INSTRUKSI DAN KETENTUAN - Menurut tulisan tentang pemujaan nilai akademik di Indonesia, klausul apa yang selalu ada dalam lowongan kerja?

TEKS SUMBER -
######

Mohon tunggu...
Mohammad Faiz Attoriq
Mohammad Faiz Attoriq Mohon Tunggu... Foto/Videografer - Kontributor lepas

Penghobi fotografi domisili Malang - Jawa Timur yang mulai jatuh hati dengan menulis, keduanya adalah cara bercerita yang baik karena bukan sebagai penutur yang baik.

Selanjutnya

Tutup

Pendidikan Pilihan

Indonesia Masih Memuja Nilai Akademik

24 Februari 2023   20:49 Diperbarui: 24 Februari 2023   20:56 263
+
Laporkan Konten
Laporkan Akun
Kompasiana adalah platform blog. Konten ini menjadi tanggung jawab bloger dan tidak mewakili pandangan redaksi Kompas.
Lihat foto
Indonesia masih memuja nilai ketimbang proses belajar dan kejujuran. (Foto: Unsplash.com/Nguyen Dang Hoang Nhu)

Ada anggapan bahwa seorang siswa dikatakan cerdas apabila memiliki nilai matematika yang memukau.

Banyak yang belajar mati-matian demi nilai yang sempurna dan akan selalu melobi jika nilainya tidak sesuai dengan harapannya.

Waktu sistem ranking masih ada, banyak yang mengejar ranking pertama dengan belajar sungguh-sungguh.

Alasannya, biasanya kalau bukan bisa ikut cerdas cermat antar kelas saat class meeting juga ada kebanggaan tersendiri yang bisa dipersembahkan.

Nilai UN yang tinggi (waktu masih digunakan sebagai indikator kelulusan) juga menimbulkan rasa kebanggaan tersendiri selain mendapatkan penghargaan.

Di dunia perkuliahan, istilah 'mahasiswa ambisius' disematkan pada mahasiswa yang terlalu fokus untuk belajar demi nilai yang sempurna.

Nilai yang sempurna inilah yang bisa mendongkrak IPK, bahkan tidak ragu untuk komplain jika ada nilai yang kurang sesuai.

Tidak jarang, banyak kasus kecurangan dalam ujian, seperti mencontek atau menggunakan joki dalam berbagai tes.

Bukan bermaksud mewajarkan, melainkan logis saja apabila tumbuh suburnya budaya curang yang mengakar ini.

Mengapa? Karena sistem pendidikan Indonesia masih mengutamakan hasil alih-alih proses yang berjalan.

Bagaimana dengan kejujuran? Ini yang tidak dilihat sama sekali, padahal kejujuran jauh lebih penting daripada nilai.

Banyak pelajar atau mahasiswa yang berpikir untuk menghalalkan segala cara, yang penting nilainya memuaskan.

Bahkan, seleksi masuk sekolah atau perguruan tinggi menggunakan nilai sebagai indikatornya, bukan kecakapan saat tes.

Dunia kerja pun begitu, lowongan kerja selalu ada klausul 'IPK minimal 3,0' padahal apa yang diperoleh selama perkuliahan belum tentu bisa dipraktikkan seutuhnya.

Anggapan tersebut melahirkan stigma sosial kecerdasan diukur dari nilai di rapor atau IPK selama mengenyam kuliah.

######

Entri data tersimpan:
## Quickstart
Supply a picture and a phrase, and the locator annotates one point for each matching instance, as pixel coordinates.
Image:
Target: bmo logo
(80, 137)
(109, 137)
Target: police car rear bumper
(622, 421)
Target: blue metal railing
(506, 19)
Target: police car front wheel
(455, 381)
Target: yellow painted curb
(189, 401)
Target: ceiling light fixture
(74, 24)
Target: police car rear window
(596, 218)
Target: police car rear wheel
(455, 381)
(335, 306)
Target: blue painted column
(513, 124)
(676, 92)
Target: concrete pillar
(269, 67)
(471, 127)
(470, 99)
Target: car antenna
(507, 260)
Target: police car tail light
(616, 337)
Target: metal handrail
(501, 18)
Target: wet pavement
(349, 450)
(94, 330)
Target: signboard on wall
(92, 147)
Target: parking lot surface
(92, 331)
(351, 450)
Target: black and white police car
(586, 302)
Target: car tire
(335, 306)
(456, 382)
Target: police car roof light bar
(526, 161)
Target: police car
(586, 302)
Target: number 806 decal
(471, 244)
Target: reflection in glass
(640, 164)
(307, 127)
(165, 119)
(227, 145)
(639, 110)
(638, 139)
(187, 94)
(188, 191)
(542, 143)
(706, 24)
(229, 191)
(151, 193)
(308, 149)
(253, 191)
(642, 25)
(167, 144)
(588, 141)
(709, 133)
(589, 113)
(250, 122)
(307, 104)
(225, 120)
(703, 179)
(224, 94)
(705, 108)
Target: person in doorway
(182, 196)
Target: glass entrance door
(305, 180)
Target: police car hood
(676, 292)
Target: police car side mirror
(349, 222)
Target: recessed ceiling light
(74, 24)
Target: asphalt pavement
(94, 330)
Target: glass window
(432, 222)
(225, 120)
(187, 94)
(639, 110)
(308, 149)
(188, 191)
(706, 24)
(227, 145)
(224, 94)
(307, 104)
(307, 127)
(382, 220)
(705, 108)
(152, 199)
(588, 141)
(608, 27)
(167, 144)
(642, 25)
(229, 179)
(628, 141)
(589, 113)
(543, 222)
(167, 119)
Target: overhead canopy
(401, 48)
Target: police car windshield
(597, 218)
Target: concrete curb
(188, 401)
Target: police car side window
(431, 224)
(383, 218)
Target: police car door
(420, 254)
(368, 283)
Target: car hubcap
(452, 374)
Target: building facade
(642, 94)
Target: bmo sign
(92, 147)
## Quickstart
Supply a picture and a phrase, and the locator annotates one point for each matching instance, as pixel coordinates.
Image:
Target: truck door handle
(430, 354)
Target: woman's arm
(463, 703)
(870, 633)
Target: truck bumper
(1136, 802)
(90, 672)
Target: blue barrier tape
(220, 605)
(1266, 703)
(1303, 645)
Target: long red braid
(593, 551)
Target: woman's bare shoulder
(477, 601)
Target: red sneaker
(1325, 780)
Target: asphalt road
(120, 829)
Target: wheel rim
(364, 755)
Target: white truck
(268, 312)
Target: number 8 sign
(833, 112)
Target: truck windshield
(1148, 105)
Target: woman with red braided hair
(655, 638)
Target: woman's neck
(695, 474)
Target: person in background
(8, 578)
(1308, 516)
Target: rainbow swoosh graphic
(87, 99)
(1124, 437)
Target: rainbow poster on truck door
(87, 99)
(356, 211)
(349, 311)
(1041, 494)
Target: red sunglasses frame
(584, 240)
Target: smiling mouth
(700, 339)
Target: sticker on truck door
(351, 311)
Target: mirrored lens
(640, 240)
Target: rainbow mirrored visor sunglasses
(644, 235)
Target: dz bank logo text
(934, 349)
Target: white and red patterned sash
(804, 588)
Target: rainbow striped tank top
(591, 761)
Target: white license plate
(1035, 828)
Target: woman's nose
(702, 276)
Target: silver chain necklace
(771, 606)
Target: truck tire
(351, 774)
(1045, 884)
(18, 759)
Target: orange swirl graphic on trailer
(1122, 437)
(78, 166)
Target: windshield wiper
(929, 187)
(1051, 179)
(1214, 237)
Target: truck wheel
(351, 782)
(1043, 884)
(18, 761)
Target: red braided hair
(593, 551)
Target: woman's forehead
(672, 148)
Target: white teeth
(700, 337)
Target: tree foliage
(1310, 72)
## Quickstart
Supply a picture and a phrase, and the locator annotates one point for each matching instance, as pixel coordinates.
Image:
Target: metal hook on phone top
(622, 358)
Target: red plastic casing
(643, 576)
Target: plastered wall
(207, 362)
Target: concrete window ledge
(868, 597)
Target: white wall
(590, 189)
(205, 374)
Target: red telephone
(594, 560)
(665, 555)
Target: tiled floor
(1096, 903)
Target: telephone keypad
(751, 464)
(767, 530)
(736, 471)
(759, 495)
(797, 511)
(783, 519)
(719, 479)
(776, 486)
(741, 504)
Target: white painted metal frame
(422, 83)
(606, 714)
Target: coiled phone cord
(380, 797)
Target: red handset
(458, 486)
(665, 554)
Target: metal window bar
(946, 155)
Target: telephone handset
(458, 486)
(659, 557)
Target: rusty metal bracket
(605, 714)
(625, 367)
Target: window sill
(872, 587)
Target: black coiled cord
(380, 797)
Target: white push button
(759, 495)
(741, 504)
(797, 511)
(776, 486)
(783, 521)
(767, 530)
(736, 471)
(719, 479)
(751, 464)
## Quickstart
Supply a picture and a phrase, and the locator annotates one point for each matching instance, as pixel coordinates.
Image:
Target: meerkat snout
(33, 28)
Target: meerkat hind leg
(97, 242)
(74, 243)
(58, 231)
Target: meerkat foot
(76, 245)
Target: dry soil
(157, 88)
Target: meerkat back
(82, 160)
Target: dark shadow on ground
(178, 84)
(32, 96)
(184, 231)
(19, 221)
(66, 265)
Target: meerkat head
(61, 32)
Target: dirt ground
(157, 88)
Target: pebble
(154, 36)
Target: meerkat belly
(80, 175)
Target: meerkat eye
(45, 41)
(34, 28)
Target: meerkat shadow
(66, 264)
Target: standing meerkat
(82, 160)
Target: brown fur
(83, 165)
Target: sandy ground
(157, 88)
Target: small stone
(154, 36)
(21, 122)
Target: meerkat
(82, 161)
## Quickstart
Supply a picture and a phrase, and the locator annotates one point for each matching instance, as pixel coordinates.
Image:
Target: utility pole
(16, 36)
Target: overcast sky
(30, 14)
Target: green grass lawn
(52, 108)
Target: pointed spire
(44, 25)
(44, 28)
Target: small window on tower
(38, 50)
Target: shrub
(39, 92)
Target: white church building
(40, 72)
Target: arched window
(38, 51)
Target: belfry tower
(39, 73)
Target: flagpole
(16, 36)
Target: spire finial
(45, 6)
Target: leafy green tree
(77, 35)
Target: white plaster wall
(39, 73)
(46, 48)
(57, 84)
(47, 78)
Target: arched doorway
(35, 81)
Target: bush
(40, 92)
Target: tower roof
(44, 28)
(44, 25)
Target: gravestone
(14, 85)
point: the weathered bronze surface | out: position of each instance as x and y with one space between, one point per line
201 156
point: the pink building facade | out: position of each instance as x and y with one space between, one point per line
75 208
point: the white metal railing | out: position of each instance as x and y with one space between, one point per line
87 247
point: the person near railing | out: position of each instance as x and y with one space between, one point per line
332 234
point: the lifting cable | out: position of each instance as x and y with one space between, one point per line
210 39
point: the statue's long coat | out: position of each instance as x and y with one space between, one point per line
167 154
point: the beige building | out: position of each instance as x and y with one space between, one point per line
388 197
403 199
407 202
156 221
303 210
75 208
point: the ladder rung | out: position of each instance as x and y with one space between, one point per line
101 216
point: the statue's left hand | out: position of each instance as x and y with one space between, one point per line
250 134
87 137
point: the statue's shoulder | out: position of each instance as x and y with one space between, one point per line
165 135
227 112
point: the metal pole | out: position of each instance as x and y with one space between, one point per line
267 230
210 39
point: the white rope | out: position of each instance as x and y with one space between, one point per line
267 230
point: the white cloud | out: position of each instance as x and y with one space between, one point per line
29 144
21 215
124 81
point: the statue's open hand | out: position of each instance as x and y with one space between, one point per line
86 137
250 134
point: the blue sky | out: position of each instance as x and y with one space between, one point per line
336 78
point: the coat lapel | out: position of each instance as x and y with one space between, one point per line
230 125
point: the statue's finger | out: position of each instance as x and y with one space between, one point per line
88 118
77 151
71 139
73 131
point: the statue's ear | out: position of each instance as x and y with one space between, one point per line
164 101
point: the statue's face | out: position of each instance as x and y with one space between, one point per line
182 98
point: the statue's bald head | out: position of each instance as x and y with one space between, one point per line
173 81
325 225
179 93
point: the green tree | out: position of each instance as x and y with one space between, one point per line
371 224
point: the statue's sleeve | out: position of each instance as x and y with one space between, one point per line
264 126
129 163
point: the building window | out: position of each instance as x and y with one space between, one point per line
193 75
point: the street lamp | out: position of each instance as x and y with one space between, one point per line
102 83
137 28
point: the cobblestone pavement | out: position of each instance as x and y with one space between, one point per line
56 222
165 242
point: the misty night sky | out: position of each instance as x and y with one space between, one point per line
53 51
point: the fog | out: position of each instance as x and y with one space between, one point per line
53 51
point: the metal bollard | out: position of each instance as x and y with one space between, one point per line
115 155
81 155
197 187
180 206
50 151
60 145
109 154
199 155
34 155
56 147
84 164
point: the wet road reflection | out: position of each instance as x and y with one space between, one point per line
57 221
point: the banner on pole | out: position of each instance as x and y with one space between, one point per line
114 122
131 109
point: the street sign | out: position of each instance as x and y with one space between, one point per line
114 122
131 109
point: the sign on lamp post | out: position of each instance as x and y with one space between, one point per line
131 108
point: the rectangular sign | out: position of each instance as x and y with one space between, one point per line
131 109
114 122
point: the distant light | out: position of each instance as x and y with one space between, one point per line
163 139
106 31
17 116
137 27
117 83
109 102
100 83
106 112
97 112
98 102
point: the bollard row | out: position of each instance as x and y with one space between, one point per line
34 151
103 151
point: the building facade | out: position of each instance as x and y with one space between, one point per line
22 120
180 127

######

LATIHAN TERJAWAB - Klausul 'IPK minimal 3,0'.